A wider bus-width device might be preferred if, for example, the sensor input is of high precision and digital filtering is required: this could rapidly ramp up the number of processor cycles required in a smaller core, with the result that a higher-performance device could complete the task much faster, and shut down to standby sooner.
Microchip also offers the SAML21/22 32-bit processors (ARM Cortex-M0+ parts from the company’s Atmel acquisition, running at up to 48 MHz) which consume just 32µA/MHz, so if these meet the application needs (they have lower peak performance than the PC32MX) then they present a good choice, especially if the design team already has ARM development experience.
Texas Instruments has a long-established track record of very low power MCUs in the MSP430 series, and continues to add to the range. The ability to “tune” an application for power is illustrated by features of the MSP430FG662x and MSP430FG642x devices, that have, in addition to Active mode; a Standby mode, where data is retained in RAM and the system can wakeup quickly; a shutdown mode, with the RTC (real-time clock) continuing to operate; and a very low power shutdown mode.
At 3V, the active mode consumes 250µA/MHz (and the device can run up to 20MHz, for a current consumption of 5mA), the standby mode 3.4µA, and the shutdown modes 0.9µA and 0.2µA respectively. The most dramatic power saving is from active to standby, when power consumption can be reduced several-hundred-fold. However, the difference between standby and shutdown can be very important: at one level it is a further, almost four-fold, reduction in power – but it also allows the real-time clock to keep running, providing an essential feature to generate the “wake-up” command. Also in the data sheet is the time to wake from the standby condition, to full operating status; in this case, 3µs. During its “wake-up” period, the MCU will run at its “fully-active” current level. Waking the same (´662x) device from shutdown rather than standby takes 2ms , not 3µs. The designer’ calculation therefore has to balance the time spent in the “off” part of the duty cycle with the extra power need to return, to determine if stepping down to the deeper level is worthwhile.

--------------------

■ **Task statement**
According to the text on low-power microcontrollers, up to what clock speed do Microchip's SAML21/22 processors run? The material that follows comes from a different source than the text.

--------------------

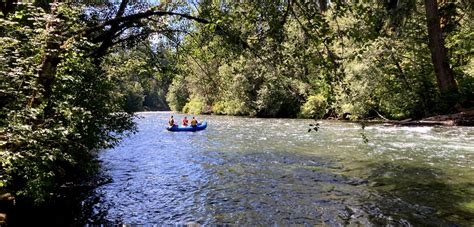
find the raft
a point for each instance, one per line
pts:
(180, 128)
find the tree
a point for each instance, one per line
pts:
(444, 73)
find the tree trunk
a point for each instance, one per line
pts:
(439, 57)
(49, 65)
(323, 5)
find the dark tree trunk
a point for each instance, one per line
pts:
(323, 5)
(439, 57)
(7, 6)
(49, 65)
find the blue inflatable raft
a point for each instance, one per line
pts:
(180, 128)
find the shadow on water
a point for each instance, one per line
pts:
(419, 195)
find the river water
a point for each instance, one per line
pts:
(249, 171)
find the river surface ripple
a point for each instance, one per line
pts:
(250, 171)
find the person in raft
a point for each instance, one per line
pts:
(171, 121)
(185, 121)
(193, 122)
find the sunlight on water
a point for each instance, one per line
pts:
(272, 171)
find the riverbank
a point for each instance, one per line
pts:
(464, 118)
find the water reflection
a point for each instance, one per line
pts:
(271, 171)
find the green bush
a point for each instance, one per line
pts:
(231, 107)
(315, 107)
(195, 106)
(178, 94)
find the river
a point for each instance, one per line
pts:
(250, 171)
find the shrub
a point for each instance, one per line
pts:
(315, 107)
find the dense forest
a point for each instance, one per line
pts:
(73, 74)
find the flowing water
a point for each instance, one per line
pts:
(250, 171)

--------------------

■ **Result**
They run at up to 48 MHz.